GIVEN EXERCISE = Extract precisely the lines that run from the line containing "Task: locate the unripe fruit." to the end of the records below, with both ends included and pictures omitted.

***** GIVEN RECORDS

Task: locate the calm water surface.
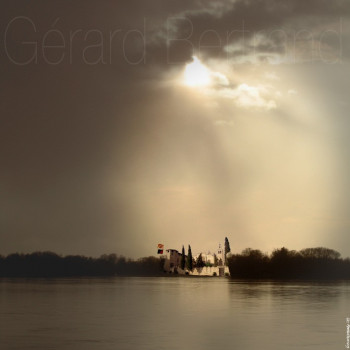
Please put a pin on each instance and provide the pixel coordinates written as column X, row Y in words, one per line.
column 172, row 313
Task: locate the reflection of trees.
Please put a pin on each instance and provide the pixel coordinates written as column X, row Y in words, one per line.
column 48, row 264
column 310, row 263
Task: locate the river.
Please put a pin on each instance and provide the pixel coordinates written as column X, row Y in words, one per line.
column 172, row 313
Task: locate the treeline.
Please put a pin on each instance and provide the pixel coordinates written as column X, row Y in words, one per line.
column 310, row 263
column 48, row 264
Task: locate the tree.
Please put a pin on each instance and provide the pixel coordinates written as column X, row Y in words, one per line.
column 227, row 248
column 189, row 260
column 200, row 262
column 183, row 257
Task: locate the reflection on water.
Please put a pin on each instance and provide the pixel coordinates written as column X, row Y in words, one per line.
column 172, row 313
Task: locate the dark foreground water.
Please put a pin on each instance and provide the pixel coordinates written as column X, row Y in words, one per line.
column 172, row 313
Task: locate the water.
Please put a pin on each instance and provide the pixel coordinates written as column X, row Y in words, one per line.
column 171, row 313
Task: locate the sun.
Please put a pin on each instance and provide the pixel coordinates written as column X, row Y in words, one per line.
column 196, row 74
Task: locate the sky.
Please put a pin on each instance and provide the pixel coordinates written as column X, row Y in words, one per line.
column 125, row 124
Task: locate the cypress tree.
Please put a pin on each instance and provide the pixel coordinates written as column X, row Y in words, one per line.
column 189, row 262
column 183, row 261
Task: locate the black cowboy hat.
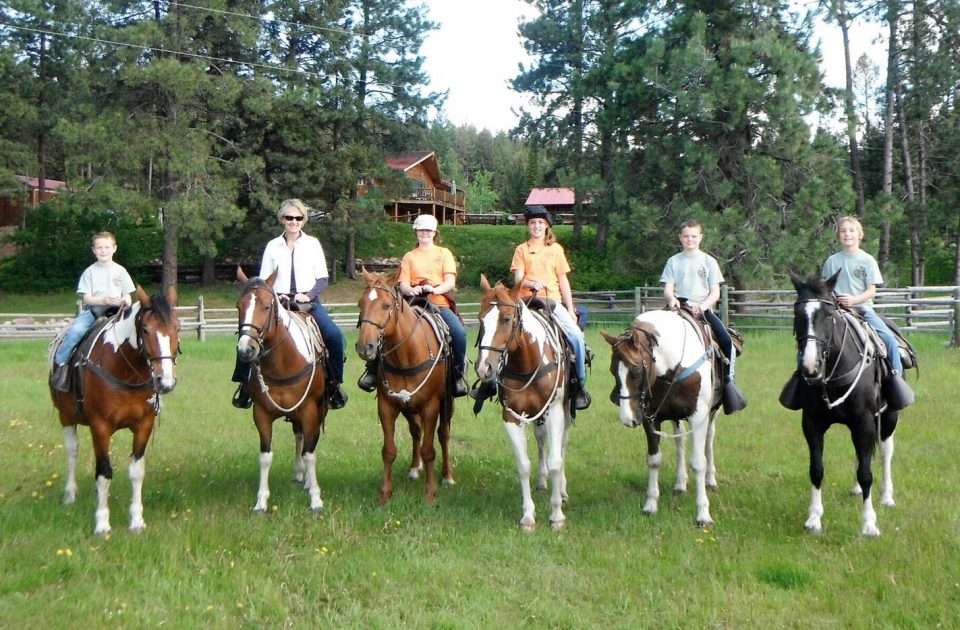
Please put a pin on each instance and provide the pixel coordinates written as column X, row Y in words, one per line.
column 538, row 212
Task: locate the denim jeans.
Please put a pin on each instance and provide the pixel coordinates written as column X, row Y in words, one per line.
column 75, row 333
column 889, row 340
column 575, row 337
column 459, row 336
column 333, row 339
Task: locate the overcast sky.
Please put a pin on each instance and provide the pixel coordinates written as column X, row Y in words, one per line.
column 476, row 50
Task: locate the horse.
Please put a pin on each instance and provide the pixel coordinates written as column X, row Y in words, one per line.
column 841, row 384
column 124, row 366
column 287, row 380
column 664, row 370
column 523, row 354
column 413, row 379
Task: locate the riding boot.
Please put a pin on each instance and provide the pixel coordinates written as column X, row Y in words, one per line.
column 60, row 378
column 368, row 380
column 896, row 392
column 733, row 400
column 581, row 399
column 241, row 398
column 790, row 394
column 336, row 396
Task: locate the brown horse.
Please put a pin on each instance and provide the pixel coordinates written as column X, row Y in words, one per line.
column 523, row 353
column 123, row 368
column 287, row 380
column 413, row 367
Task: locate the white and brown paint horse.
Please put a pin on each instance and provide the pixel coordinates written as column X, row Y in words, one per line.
column 840, row 372
column 123, row 371
column 413, row 369
column 524, row 355
column 664, row 371
column 287, row 380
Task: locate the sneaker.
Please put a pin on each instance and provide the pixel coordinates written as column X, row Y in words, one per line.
column 338, row 399
column 367, row 381
column 241, row 398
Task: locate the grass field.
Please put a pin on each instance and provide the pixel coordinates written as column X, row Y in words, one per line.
column 206, row 560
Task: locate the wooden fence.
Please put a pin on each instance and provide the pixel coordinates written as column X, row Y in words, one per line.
column 915, row 309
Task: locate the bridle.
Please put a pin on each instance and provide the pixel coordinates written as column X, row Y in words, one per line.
column 827, row 376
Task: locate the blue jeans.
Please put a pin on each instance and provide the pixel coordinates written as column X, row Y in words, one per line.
column 333, row 339
column 889, row 340
column 75, row 333
column 575, row 337
column 459, row 336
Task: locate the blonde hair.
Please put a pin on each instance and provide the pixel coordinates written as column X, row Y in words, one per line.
column 103, row 234
column 295, row 204
column 854, row 221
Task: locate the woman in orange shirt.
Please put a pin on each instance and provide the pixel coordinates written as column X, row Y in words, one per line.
column 540, row 267
column 430, row 270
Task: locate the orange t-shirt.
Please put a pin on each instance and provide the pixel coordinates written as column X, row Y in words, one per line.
column 418, row 265
column 541, row 263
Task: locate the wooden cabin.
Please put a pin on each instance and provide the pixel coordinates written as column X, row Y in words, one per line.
column 14, row 204
column 428, row 193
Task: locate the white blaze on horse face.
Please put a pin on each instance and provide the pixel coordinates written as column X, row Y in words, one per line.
column 810, row 353
column 489, row 327
column 244, row 342
column 626, row 404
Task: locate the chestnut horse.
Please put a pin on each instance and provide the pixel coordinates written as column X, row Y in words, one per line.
column 414, row 363
column 524, row 355
column 664, row 371
column 287, row 380
column 123, row 370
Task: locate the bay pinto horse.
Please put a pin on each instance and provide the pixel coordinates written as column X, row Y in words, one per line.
column 664, row 371
column 413, row 368
column 287, row 380
column 124, row 368
column 841, row 384
column 524, row 355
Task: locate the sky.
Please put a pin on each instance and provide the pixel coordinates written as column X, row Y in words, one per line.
column 476, row 51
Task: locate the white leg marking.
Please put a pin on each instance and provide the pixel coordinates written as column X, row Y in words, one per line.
column 313, row 488
column 137, row 471
column 70, row 444
column 518, row 439
column 815, row 513
column 886, row 455
column 101, row 517
column 263, row 493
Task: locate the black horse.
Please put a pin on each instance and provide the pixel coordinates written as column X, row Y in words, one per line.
column 840, row 374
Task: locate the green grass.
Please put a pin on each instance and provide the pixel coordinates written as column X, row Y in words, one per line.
column 205, row 559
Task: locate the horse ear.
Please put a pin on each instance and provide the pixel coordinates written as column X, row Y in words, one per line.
column 832, row 280
column 143, row 297
column 172, row 295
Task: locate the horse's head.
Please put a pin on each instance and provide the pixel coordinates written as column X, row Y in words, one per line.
column 258, row 312
column 378, row 306
column 501, row 312
column 631, row 363
column 814, row 320
column 158, row 336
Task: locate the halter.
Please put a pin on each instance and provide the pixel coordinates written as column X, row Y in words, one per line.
column 393, row 312
column 829, row 377
column 537, row 374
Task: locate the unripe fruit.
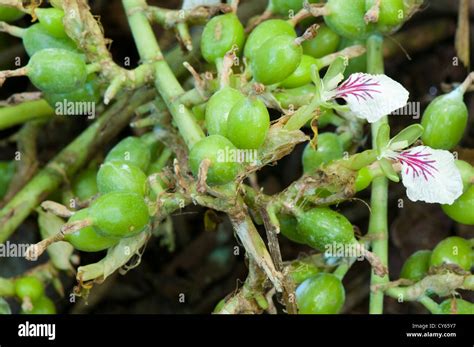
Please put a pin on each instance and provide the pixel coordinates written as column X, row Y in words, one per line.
column 52, row 20
column 445, row 120
column 302, row 75
column 329, row 148
column 325, row 42
column 264, row 31
column 320, row 294
column 43, row 305
column 37, row 38
column 276, row 59
column 119, row 214
column 218, row 108
column 131, row 150
column 10, row 14
column 88, row 239
column 29, row 287
column 452, row 250
column 214, row 147
column 363, row 179
column 57, row 70
column 416, row 266
column 248, row 123
column 120, row 176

**********

RESULT OF THE EXERCISE =
Task: locate the unripe fruit.
Please put a pin on each instance and provide the pixel coordinates written as column X, row Y in words, one per line.
column 52, row 20
column 445, row 120
column 302, row 75
column 329, row 148
column 325, row 42
column 264, row 31
column 320, row 294
column 43, row 305
column 37, row 38
column 276, row 59
column 119, row 214
column 218, row 108
column 131, row 150
column 10, row 14
column 88, row 239
column 29, row 287
column 452, row 250
column 214, row 147
column 363, row 179
column 57, row 70
column 416, row 266
column 248, row 123
column 120, row 176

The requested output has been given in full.